What you have to do — Wherever a line in the records below contains "grass", copy that line.

Input for this task section start

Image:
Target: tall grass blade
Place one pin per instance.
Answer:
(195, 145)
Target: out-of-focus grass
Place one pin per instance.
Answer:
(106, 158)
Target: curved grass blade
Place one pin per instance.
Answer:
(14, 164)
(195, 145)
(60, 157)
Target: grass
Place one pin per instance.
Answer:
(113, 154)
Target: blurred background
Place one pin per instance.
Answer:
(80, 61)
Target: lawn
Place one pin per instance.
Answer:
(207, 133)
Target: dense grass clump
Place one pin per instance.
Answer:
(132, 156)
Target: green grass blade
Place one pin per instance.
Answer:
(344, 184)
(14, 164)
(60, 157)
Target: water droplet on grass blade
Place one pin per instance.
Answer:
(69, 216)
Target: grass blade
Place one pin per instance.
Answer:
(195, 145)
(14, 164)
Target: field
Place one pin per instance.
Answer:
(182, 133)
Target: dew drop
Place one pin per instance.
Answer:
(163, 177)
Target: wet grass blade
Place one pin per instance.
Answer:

Input for this task section end
Input for this task section start

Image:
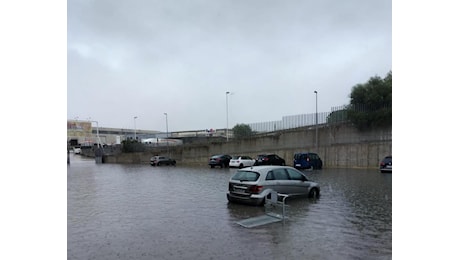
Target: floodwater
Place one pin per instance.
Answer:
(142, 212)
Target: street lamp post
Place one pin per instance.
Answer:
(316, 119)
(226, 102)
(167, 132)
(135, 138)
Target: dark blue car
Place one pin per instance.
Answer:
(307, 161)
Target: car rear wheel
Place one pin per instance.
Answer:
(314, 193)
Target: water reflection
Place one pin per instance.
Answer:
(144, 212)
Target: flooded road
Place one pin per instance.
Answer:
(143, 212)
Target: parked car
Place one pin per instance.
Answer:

Input for this task section end

Answer to the exercise —
Target: tall grass blade
Target: out-of-focus grass
Target: curved grass blade
Target: grass
Target: dense grass clump
Target: green grass blade
Target: water droplet on grass blade
Target: grass blade
Target: wet grass blade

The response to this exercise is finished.